# Work to be completed
Rewrite the part of the entries that begins with the line containing "Locate the concrete ledge;" and runs through the end of the entries, switching every "boy's" to "child's" and leaving everything else unchanged.
[START OF Data provided]
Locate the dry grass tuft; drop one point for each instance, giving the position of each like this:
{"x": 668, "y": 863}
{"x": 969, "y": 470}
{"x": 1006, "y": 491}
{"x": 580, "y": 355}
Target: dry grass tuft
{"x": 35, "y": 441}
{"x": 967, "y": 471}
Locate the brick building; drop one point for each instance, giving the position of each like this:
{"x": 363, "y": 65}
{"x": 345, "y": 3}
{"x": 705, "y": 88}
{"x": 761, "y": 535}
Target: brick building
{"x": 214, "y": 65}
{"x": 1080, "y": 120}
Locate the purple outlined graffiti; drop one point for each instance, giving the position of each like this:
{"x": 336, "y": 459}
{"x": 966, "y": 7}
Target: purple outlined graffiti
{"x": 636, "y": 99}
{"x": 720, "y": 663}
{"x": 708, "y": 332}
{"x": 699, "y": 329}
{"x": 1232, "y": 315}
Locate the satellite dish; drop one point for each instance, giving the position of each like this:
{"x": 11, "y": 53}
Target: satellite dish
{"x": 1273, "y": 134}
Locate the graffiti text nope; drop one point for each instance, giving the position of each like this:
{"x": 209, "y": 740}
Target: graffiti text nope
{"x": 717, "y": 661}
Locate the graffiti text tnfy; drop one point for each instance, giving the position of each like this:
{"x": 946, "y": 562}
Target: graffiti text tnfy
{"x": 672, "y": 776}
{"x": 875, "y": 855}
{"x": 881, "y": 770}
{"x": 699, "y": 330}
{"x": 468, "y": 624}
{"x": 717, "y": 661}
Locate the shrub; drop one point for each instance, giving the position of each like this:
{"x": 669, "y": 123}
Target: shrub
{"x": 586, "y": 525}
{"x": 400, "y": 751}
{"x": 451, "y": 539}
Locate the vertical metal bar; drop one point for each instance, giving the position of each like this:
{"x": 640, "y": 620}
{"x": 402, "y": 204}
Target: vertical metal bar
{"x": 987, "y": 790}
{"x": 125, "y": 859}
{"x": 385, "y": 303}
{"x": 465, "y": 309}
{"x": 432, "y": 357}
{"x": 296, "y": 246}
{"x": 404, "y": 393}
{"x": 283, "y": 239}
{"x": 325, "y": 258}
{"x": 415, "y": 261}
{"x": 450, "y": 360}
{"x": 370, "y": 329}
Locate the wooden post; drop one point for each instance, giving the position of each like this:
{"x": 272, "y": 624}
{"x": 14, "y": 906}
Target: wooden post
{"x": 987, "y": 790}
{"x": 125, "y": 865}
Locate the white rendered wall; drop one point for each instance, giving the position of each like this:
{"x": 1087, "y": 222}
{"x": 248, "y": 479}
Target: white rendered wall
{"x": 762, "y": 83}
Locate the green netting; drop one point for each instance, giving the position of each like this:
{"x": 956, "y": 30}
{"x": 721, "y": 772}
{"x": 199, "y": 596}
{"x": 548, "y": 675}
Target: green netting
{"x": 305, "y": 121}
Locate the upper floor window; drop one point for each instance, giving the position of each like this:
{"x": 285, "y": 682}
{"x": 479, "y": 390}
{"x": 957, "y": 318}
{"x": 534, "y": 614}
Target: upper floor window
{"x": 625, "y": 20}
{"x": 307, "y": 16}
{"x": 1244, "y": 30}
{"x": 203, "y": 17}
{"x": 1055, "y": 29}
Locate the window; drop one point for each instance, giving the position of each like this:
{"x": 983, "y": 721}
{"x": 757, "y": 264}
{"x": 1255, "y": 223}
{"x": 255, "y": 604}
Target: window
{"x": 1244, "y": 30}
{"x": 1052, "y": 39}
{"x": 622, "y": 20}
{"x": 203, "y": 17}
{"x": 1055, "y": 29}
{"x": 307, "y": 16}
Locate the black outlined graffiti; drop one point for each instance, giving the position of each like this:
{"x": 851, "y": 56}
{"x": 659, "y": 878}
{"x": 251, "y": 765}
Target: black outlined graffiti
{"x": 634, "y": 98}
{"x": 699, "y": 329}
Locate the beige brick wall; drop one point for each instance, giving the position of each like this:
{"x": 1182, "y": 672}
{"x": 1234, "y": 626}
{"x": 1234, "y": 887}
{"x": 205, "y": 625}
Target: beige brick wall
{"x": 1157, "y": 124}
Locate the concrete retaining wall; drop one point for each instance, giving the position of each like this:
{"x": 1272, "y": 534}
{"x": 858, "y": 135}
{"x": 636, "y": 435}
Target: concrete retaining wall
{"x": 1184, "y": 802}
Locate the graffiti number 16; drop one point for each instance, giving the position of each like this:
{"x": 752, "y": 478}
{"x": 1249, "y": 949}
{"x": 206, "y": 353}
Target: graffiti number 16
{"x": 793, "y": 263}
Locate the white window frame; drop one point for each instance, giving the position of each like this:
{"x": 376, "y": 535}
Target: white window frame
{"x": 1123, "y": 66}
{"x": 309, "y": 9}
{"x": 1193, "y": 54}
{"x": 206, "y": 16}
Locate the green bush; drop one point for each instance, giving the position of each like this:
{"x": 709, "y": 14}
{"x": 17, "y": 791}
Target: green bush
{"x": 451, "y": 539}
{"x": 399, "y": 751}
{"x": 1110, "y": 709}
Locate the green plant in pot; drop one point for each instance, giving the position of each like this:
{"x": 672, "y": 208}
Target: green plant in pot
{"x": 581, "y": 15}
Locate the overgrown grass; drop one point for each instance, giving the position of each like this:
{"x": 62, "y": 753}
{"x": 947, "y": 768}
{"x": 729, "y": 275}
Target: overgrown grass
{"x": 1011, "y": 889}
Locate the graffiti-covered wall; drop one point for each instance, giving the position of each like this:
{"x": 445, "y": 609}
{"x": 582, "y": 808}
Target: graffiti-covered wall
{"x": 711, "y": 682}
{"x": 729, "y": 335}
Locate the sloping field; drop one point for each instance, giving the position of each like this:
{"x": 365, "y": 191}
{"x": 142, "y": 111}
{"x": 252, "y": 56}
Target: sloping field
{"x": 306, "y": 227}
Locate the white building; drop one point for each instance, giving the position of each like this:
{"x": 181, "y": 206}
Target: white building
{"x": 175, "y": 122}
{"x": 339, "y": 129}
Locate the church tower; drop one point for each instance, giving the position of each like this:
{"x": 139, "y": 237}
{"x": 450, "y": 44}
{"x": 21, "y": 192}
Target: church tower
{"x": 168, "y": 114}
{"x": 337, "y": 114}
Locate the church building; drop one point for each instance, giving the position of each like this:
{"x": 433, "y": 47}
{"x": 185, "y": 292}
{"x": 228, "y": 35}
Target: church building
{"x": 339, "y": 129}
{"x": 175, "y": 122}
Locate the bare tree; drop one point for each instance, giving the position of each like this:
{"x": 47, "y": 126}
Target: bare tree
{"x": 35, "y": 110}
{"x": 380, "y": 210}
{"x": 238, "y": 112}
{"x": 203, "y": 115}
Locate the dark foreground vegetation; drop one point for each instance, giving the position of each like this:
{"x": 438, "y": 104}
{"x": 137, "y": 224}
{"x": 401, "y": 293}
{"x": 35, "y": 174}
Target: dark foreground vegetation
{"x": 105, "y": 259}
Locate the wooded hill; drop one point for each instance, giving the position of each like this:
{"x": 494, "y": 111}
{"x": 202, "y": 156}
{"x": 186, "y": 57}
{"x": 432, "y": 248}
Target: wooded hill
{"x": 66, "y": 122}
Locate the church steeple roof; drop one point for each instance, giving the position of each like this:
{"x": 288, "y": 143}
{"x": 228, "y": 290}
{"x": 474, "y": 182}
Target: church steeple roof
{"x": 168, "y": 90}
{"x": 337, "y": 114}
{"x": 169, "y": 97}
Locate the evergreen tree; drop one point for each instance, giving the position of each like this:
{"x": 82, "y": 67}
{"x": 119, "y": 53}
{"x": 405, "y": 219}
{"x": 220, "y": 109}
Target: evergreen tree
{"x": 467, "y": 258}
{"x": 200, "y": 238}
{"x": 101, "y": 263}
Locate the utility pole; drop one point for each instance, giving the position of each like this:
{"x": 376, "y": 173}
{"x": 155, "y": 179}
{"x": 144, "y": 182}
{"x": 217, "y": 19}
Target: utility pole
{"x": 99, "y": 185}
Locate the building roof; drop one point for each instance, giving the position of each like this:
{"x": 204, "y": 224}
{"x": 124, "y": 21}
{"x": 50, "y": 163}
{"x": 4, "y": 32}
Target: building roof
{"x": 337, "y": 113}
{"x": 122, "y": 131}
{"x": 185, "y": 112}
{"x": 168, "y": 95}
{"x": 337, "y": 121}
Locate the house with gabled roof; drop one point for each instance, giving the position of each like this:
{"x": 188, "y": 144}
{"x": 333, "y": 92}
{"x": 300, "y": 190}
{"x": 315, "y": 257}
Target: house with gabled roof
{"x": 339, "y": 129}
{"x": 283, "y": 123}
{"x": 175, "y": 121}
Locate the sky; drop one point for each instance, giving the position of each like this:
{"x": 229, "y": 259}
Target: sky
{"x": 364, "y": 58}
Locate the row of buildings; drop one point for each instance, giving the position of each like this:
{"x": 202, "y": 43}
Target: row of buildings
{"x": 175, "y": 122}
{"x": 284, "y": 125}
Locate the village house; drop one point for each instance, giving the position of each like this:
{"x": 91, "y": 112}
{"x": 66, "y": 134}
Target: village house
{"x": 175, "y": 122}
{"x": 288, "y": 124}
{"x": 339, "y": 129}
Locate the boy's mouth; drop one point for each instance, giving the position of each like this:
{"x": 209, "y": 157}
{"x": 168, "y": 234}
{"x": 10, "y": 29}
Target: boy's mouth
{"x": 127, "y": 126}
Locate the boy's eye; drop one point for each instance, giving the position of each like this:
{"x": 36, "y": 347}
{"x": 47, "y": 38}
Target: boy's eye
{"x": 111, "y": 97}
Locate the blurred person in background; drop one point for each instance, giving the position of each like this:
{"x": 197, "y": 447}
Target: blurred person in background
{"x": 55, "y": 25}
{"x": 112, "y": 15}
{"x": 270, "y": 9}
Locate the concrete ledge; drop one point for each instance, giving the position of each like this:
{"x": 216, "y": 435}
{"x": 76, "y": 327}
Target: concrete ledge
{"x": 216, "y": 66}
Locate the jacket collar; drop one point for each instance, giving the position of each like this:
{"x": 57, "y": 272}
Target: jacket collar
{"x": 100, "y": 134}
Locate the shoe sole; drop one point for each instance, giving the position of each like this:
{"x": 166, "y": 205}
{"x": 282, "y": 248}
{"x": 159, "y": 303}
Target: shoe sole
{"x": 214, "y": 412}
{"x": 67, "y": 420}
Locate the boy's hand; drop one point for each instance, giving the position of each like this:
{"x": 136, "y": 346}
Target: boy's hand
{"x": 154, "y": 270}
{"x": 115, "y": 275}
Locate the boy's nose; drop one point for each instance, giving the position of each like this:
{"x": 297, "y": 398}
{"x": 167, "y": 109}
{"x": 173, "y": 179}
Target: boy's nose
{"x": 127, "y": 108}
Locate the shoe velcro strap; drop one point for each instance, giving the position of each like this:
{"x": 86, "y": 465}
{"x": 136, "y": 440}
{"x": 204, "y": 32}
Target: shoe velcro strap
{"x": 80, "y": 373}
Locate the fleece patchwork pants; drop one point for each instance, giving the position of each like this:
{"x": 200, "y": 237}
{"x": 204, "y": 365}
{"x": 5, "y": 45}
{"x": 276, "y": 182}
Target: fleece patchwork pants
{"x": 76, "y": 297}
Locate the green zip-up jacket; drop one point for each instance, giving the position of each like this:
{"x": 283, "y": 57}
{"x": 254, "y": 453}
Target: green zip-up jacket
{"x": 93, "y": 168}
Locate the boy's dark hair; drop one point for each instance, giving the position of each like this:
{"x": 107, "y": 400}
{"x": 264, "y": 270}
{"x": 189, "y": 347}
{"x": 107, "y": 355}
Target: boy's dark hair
[END OF Data provided]
# Solution to this exercise
Locate the concrete ledge; drop one point for each instance, giving the position of each like this:
{"x": 216, "y": 435}
{"x": 76, "y": 327}
Target: concrete ledge
{"x": 216, "y": 66}
Locate the jacket collar; drop one point for each instance, giving the position of each like this:
{"x": 57, "y": 272}
Target: jacket collar
{"x": 100, "y": 134}
Locate the shoe sole; drop one point for each instance, giving the position of each like this:
{"x": 166, "y": 205}
{"x": 282, "y": 248}
{"x": 159, "y": 303}
Target: shoe sole
{"x": 214, "y": 412}
{"x": 67, "y": 420}
Locate the child's hand; drop one point for each instance, giving the position of each like this:
{"x": 136, "y": 346}
Target: child's hand
{"x": 154, "y": 270}
{"x": 115, "y": 275}
Locate the child's nose; drop one point for each instance, giving the position of each like this:
{"x": 297, "y": 398}
{"x": 167, "y": 109}
{"x": 173, "y": 179}
Target: child's nose
{"x": 127, "y": 108}
Locate the shoe velcro strap; drop one point for each instance, giving the position of each like this:
{"x": 86, "y": 465}
{"x": 136, "y": 440}
{"x": 204, "y": 32}
Target: shoe velcro strap
{"x": 80, "y": 373}
Locate the fleece patchwork pants; drop one point for each instance, giving the position of each like this:
{"x": 200, "y": 237}
{"x": 204, "y": 365}
{"x": 5, "y": 45}
{"x": 276, "y": 182}
Target: fleece patchwork pants
{"x": 76, "y": 297}
Locate the green zip-up jacket; drop one point for each instance, giving the position of each like this:
{"x": 283, "y": 57}
{"x": 254, "y": 453}
Target: green zip-up jacket
{"x": 93, "y": 168}
Locate the child's dark hair; drop one point for each instance, giving the position of each like this:
{"x": 107, "y": 400}
{"x": 264, "y": 270}
{"x": 189, "y": 347}
{"x": 107, "y": 355}
Target: child's dark hair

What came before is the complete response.